Na gruncie uwag Kolegi tak to niestety wygladalo. Sanhedryn pamietal o jakims zmartwychwstaniu juz zaraz po egzekucji a uczniowie - nie. Przeciez Kolega mnie przekonywal ze sam "pusty grob" bez ukazania sie "zmartwychwstalego Jezusa" to bylo za malo do wiary w zmartwychwstanie. Czy mam cytowac wczesniejsze posty Kolegi czy milosiernie spuscic zaslone na to jak zmienia Kolega stanowisko?

levis napisał:

Cytat:
Jezeli ktos/cos nie jest takie samo w stopniu o jakim wspominaja Ewangelie to mozna sie pomylic. Z definicji! Bo tozsamosc trzeba sobie wtedy jakos samemu "dopowiedziec".

Po czym poznajesz identycznych bliźniaków? Po charakterze, sposobie mówienia, czasami po charyzmie.


Zla analogia. W wypadku blizniakow chodzi o zwykle "odroznienie" i nawet losowo masz 50% szans. Zupelnie inaczej wyglada sprawa "rozpoznania" kogos kogo widzisz pierwszy raz w zyciu a on podaje sie za Twojego dobrego znajomego. A tak w ogole to czasem nawet matki blizniakow sie myla wiec nie opowiadaj o jakims nieomylnym odroznianiu "po charyzmie" :D

levis napisał:

Cytat:
Jak pogodzic "Jezusa jedzacego rybe" z "Jezusem przenikajacym przez sciane"?

Skoro potrafił powstać z martwych to nie potrafi przeniknąć przez ścianę??


Nie odpowiedziales na pytanie. Skoro piszesz ze nie byl duchem bo jadl rybe to musisz to pogodzic jakos z "nie duchem" co przenika przez sciane.

levis napisał:

Ale to on, a nie archanioł Gabriel był charyzmatycznym liderem. Mógł dodawać siły swym prześladowanym uczniom.


Tak samo pod wodza charyzmatycznego Piotra a nie Jezusa mala grupka zaczela sie rozrastac. Wedlug swiadectwa Ewangelii Jezus konczyl z 11 uczniami bo reszta go opuscila.

levis napisał:

Ale każdy by uwierzył po zobaczeniu zawartości grobu.


Po raz kolejny zwracam uwage ze przedtem Kolega twierdzil co innego.

levis napisał:

Chyba rozumiesz, że niektórzy byli i są tak zatwardziali


To znaczy co? Sa uposledzeni? Nie umieja rozumowac?
━━━━
▶ **Zadanie 1**: Proszę ponownie przytoczyć z fragmentu dyskusji odcinek od „Nie odpowiedziales na” aż po „zobaczeniu zawartości grobu.”.
▶ **Zadanie 2**:
Proszę odpowiedzieć na poniższe pytania na podstawie fragmentu dyskusji.
(a) Z iloma uczniami, według świadectwa Ewangelii przywołanego przez autora, kończył Jezus?
(b) Jakie szanse na losowe odróżnienie bliźniaków podaje autor?
(c) Pod czyją wodzą, według autora, mała grupka zaczęła się rozrastać?

▶ **Zapisane dane**:
━━━━
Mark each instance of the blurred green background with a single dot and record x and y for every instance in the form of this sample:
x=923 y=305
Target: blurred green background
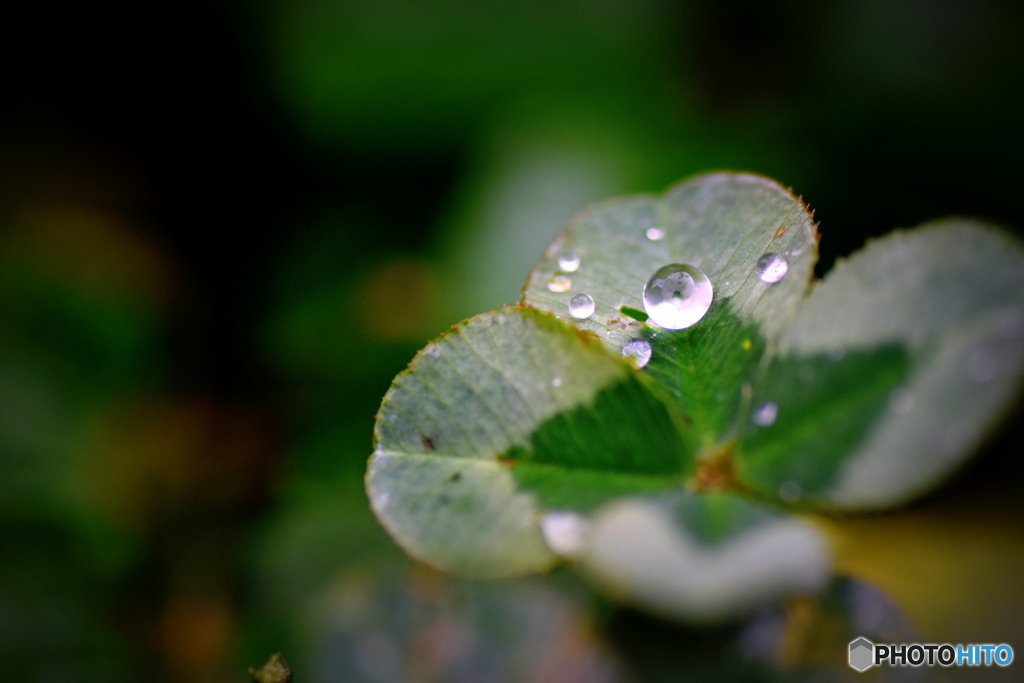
x=224 y=226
━━━━
▶ **Odpowiedź 1**:
Nie odpowiedziales na pytanie. Skoro piszesz ze nie byl duchem bo jadl rybe to musisz to pogodzic jakos z "nie duchem" co przenika przez sciane.

levis napisał:

Ale to on, a nie archanioł Gabriel był charyzmatycznym liderem. Mógł dodawać siły swym prześladowanym uczniom.


Tak samo pod wodza charyzmatycznego Piotra a nie Jezusa mala grupka zaczela sie rozrastac. Wedlug swiadectwa Ewangelii Jezus konczyl z 11 uczniami bo reszta go opuscila.

levis napisał:

Ale każdy by uwierzył po zobaczeniu zawartości grobu.

▶ **Odpowiedź 2**:
(a) Z 11 uczniami.
(b) 50%.
(c) Pod wodzą charyzmatycznego Piotra.